> [Work instructions]
A) Using the article on Eleanor Bellows Pillsbury, decide whether each of these agrees with it: (i) She was president of Planned Parenthood from 1950 to 1953. (ii) She traveled to China to discuss the organization with Mahatma Gandhi. (iii) She was the oldest member of the initial group of women on the Defense Department Advisory Committee on Women in the Services. Answer yes or no for each and quote the deciding words.
B) Rewrite the Eleanor Bellows Pillsbury article from "- Spouse: Philip" to "Planned Parenthood Federation.", putting "campaigner" in place of "activist".

> [Document extract]
----------------

- Born: January 13, 1913 Minneapolis, Minnesota, US
- Died: August 27, 1971 (aged 58) Wayzata, Minnesota, U.S.
- Resting place: Lakewood Cemetery
- Education: Smith College (bachelor's degree)
- Spouse: Philip W. Pillsbury ​(m. 1934)​
- Children: 2

= Eleanor Bellows Pillsbury =

American activist (1913–1971)

Eleanor Bellows Pillsbury (January 16, 1913August 27, 1971) was an American activist who was the president of Planned Parenthood from 1950 to 1953 and helped create the International Planned Parenthood Federation.

== Early life ==
Pillsbury was born in 1913 in Minneapolis, Minnesota. She graduated from the Northrop Collegiate School and then received a bachelor's degree from Smith College. Syracuse University Dean Eugenia Leonard advised "women college graduates to enter volunteer work rather than accept a salary," which Pillsbury followed.

== Career ==
From 1950 to 1953 Pillsbury served as the president of Planned Parenthood. She helped create the International Planned Parenthood Federation and traveled to India to discuss the organization with Mahatma Gandhi. Pillsbury was awarded the Lasker Award by Planned Parenthood – World Population in 1952 as under her leadership, "Planned Parenthood has reached a new era as a national force and international influence."

Only 38 years old in 1951, she was the youngest member of the initial group of women to serve on the Defense Department Advisory Committee on Women in the Services. She also served on the Minneapolis Junior League and the Minnesota Research Council (part of the National Health Council).

She was the vice president of the American Red Cross and sat on its national board as an honorary member at the time of her death.

== Personal life ==
She married Philip W. Pillsbury in 1934, and had two children. At Pillsbury baking contests, she served as a hostess, remarking that she was a "Den mother for all the contestants." Pillsbury died in 1971 from cancer at her home in Wayzata, Minnesota. She was buried in Lakewood Cemetery.

In 2000, the Women's Refugee Commission established the Eleanor Bellows Pillsbury Fund for Reproductive Health Care and Rights for Adolescent Refugees to provide grants for adolescent reproductive health projects.

----------------

> [Supplied material]
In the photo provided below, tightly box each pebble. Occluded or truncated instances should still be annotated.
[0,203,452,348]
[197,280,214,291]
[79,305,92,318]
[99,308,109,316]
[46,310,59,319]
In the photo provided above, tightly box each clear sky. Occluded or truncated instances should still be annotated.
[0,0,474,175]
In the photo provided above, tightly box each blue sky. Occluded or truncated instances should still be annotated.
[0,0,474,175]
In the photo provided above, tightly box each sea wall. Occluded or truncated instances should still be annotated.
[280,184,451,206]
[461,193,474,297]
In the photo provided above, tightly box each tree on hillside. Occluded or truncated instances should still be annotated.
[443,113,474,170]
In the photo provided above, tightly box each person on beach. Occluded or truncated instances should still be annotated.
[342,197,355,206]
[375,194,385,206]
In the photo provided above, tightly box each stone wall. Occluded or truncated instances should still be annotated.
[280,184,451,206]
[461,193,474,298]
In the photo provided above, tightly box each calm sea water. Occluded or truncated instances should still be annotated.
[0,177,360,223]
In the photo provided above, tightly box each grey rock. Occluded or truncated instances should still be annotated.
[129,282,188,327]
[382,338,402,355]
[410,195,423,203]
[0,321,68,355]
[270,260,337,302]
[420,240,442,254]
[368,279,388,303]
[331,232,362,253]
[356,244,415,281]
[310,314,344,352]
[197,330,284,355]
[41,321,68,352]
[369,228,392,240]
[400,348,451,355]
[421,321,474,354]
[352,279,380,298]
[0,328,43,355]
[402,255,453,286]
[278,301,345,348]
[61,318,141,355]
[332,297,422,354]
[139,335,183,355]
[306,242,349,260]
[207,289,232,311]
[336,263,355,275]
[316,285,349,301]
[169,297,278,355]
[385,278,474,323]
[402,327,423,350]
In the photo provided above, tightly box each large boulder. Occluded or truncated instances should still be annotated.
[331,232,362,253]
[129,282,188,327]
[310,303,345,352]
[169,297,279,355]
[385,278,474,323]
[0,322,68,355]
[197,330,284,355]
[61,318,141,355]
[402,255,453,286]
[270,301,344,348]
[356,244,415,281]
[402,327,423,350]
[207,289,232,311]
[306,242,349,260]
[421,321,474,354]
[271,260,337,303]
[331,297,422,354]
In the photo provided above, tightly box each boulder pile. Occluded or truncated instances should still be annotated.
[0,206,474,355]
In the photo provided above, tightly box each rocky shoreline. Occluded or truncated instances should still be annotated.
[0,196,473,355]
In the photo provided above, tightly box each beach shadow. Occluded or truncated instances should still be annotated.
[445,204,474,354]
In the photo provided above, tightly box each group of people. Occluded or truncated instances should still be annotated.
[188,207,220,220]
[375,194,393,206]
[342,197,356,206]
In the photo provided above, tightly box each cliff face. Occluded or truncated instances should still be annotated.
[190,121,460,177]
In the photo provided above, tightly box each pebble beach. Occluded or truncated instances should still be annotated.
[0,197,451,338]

----------------

> [Written answers]
A)
(i) Yes: "From 1950 to 1953 Pillsbury served as the president of Planned Parenthood."
(ii) No: "traveled to India to discuss the organization with Mahatma Gandhi"
(iii) No: "she was the youngest member of the initial group of women"

B)
- Spouse: Philip W. Pillsbury ​(m. 1934)​
- Children: 2

= Eleanor Bellows Pillsbury =

American campaigner (1913–1971)

Eleanor Bellows Pillsbury (January 16, 1913August 27, 1971) was an American campaigner who was the president of Planned Parenthood from 1950 to 1953 and helped create the International Planned Parenthood Federation.